==== GIVEN PASSAGE ====
What I quickly noticed is the normal way to do things, wasn’t normal for everyone. She grew up with her version of normal, and I grew up with my version of normal, and while there were some things that we had in common, there were some pretty glaring differences. So we had a decision to make, do we fight or do we communicate? We decided to communicate. and make some decisions about what our normal would look like. We took some rules from the Pierce family, some from the Houck family, and made up some of our own rules. But we talked about the rules we wanted to keep and the ones we wanted to get rid of, and what new rules we would like to start. 

Here is something you are going to hear me say again next week, but the Church of Christ is weird. I don’t mean any disrespect when I say that, but we are one of the largest autonomous groups in the world. which basically means since we are independently owned and operated, we have the freedom to make decisions about how we are going to interpret the Bible, and put it into practice.

If you have attended a worship service in a different part of our country or the world, you will notice that there are some glaring differences. I often tell graduating seniors, when you go off to college, you will not find your home church, so don’t look for Greenbrier, look for a place where you can find God’s presence. 

When folks come into our family, they have their own normal, and sometimes their normal is different than ours. We are in a time of transition, which means if we are going to make changes, now is the best time to talk about those changes and reaffirm what we want or need to stay the same. 

Questions we must answer:

What rules do you want to keep?

What rules do you want to strengthen?

What rules do you want to change?

When do you plan to start?

By what date will you see progress?

How will you measure your progress?

Who will report their observations?

These are the Seven Family Rules I would like to suggest as the Family Rules for our congergation. But we as a group get to decide if this is the best way for us to function.
==== RECORDS FOR THE EXERCISE ====
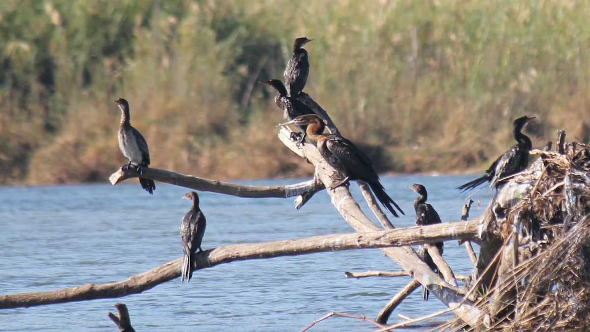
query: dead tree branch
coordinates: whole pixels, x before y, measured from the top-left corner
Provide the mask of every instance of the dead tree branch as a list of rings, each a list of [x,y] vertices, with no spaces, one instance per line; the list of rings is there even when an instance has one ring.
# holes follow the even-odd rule
[[[119,327],[119,332],[135,332],[135,330],[131,326],[131,318],[129,318],[129,311],[127,310],[127,305],[123,303],[116,303],[114,306],[119,311],[119,317],[114,315],[110,311],[109,311],[107,315],[115,323],[117,327]]]
[[[130,169],[121,167],[112,174],[109,179],[111,184],[114,185],[121,181],[139,176],[139,173],[132,167]],[[301,205],[303,205],[303,203],[304,203],[314,193],[324,189],[322,183],[315,179],[286,186],[245,186],[148,167],[143,168],[142,177],[192,189],[224,193],[245,198],[289,198],[299,195],[307,196],[307,198]]]
[[[444,239],[474,239],[477,236],[477,222],[474,221],[470,223],[440,223],[371,233],[336,234],[263,244],[228,245],[196,254],[195,269],[246,259],[362,248],[407,246]],[[57,291],[0,295],[0,309],[121,297],[140,293],[179,277],[182,261],[182,258],[179,258],[117,282],[88,284]]]
[[[377,317],[375,318],[375,320],[380,324],[387,324],[387,321],[389,319],[391,313],[394,312],[394,310],[398,307],[398,305],[402,301],[405,300],[405,298],[408,297],[408,295],[412,294],[412,292],[419,287],[420,283],[418,282],[418,280],[415,279],[412,280],[405,287],[398,292],[398,294],[395,294],[395,296],[392,297],[389,300],[389,302],[383,307],[383,309],[381,309],[381,312],[377,314]]]
[[[412,277],[412,275],[405,271],[368,271],[366,272],[344,272],[346,278],[360,279],[367,277]]]
[[[291,140],[290,133],[286,129],[282,129],[278,134],[279,139],[295,153],[306,158],[314,165],[316,176],[326,188],[330,188],[333,183],[330,176],[335,170],[321,157],[316,147],[310,144],[297,147]],[[370,232],[379,229],[363,213],[347,187],[340,186],[334,189],[327,189],[326,192],[332,198],[332,205],[356,231]],[[419,259],[413,249],[409,247],[385,248],[381,248],[381,251],[404,269],[412,274],[420,284],[426,287],[445,305],[455,310],[458,317],[474,324],[480,320],[481,313],[473,307],[471,302],[464,300],[459,292],[461,291],[455,285],[441,280],[438,275]]]

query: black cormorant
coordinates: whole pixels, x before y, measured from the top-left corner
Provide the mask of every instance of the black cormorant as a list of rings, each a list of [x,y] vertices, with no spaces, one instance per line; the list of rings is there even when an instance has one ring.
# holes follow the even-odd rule
[[[305,48],[301,48],[305,44],[313,40],[306,37],[299,38],[293,43],[293,55],[289,59],[283,76],[287,87],[287,95],[297,98],[303,91],[309,75],[309,58]]]
[[[502,179],[525,170],[529,165],[529,152],[533,148],[533,144],[530,139],[521,131],[525,125],[535,117],[525,116],[515,120],[513,124],[512,134],[518,144],[496,159],[486,171],[483,176],[457,187],[457,189],[461,192],[466,192],[486,182],[490,182],[490,188],[497,188],[499,182]]]
[[[206,221],[199,208],[199,196],[196,192],[188,192],[182,199],[192,200],[191,210],[186,212],[181,222],[181,243],[184,251],[184,258],[181,266],[181,281],[186,280],[188,282],[192,277],[192,271],[195,268],[195,253],[197,249],[203,250],[201,248],[201,242],[205,235]]]
[[[260,81],[258,83],[276,89],[277,93],[277,96],[274,97],[274,101],[277,103],[277,106],[283,110],[283,117],[285,120],[291,120],[302,115],[315,114],[311,109],[300,101],[297,98],[289,97],[287,94],[285,86],[280,80],[273,79],[268,81]],[[305,130],[307,126],[297,126],[297,127],[303,133],[303,137],[296,139],[299,146],[305,138]],[[294,138],[295,135],[291,134],[291,136]]]
[[[375,193],[377,199],[392,214],[399,216],[392,204],[404,214],[404,211],[385,192],[369,157],[342,136],[323,133],[326,124],[319,116],[315,114],[301,116],[281,124],[285,124],[307,125],[306,132],[307,136],[316,142],[322,156],[343,177],[339,179],[332,188],[343,185],[349,180],[365,181]]]
[[[129,123],[129,103],[122,98],[114,101],[121,109],[121,126],[119,129],[119,147],[124,156],[129,159],[127,167],[133,166],[141,175],[143,167],[149,166],[149,150],[141,133],[131,126]],[[142,188],[153,195],[156,183],[153,180],[139,177]]]
[[[414,201],[414,208],[416,211],[416,225],[424,226],[425,225],[432,225],[434,223],[440,223],[441,218],[438,216],[436,210],[430,204],[426,203],[426,200],[428,198],[428,194],[426,192],[426,188],[422,185],[414,183],[411,186],[407,187],[408,189],[417,192],[420,196]],[[438,249],[438,252],[442,255],[444,242],[436,242],[434,245]],[[418,255],[420,257],[428,267],[434,272],[438,272],[438,268],[436,264],[432,261],[432,257],[428,254],[428,251],[424,245],[421,245],[418,248]],[[428,294],[430,292],[424,287],[422,288],[422,300],[423,301],[428,300]]]

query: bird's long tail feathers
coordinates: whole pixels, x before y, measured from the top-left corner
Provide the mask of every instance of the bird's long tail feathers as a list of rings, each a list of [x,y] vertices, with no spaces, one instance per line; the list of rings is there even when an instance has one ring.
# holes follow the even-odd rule
[[[481,177],[478,177],[477,179],[476,179],[475,180],[470,182],[467,182],[467,183],[463,185],[463,186],[457,187],[455,189],[461,191],[461,192],[465,192],[467,191],[469,191],[475,188],[476,187],[479,186],[480,185],[484,182],[487,182],[489,180],[490,180],[490,176],[486,174]]]
[[[381,204],[383,204],[384,206],[387,209],[391,212],[391,214],[394,215],[394,216],[399,218],[399,215],[398,215],[397,212],[394,209],[394,207],[391,206],[392,204],[394,205],[394,206],[395,206],[401,214],[405,215],[405,213],[404,213],[404,211],[402,211],[401,208],[399,208],[399,206],[394,202],[394,200],[389,197],[389,195],[387,195],[387,193],[385,192],[385,189],[384,189],[383,186],[382,186],[381,183],[369,183],[369,186],[373,190],[373,192],[375,193],[375,195],[377,197],[377,199],[381,202]]]
[[[185,255],[182,259],[182,265],[181,265],[181,282],[185,280],[187,282],[191,281],[191,278],[192,278],[192,267],[194,265],[192,258],[188,255]]]
[[[156,190],[156,183],[153,180],[149,179],[139,178],[139,183],[142,185],[142,188],[146,190],[150,195],[153,195],[153,190]]]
====
TASKS TO CARRY OUT:
- A) Answer these questions using the passage about family rules:
(i) From which two families did the couple take some of their rules?
(ii) What does the speaker tell graduating seniors not to look for when they go off to college?
(iii) How many family rules does the speaker suggest for the congregation?
- B) Gather every line of the records that contains the string "cormorant", treating uppercase and lowercase as different.

RESPONSES BY TASK:
- A)
(i) The Pierce family and the Houck family
(ii) Greenbrier, their home church
(iii) Seven

- B)
query: black cormorant
Provide the mask of every instance of the black cormorant as a list of rings, each a list of [x,y] vertices, with no spaces, one instance per line; the list of rings is there even when an instance has one ring.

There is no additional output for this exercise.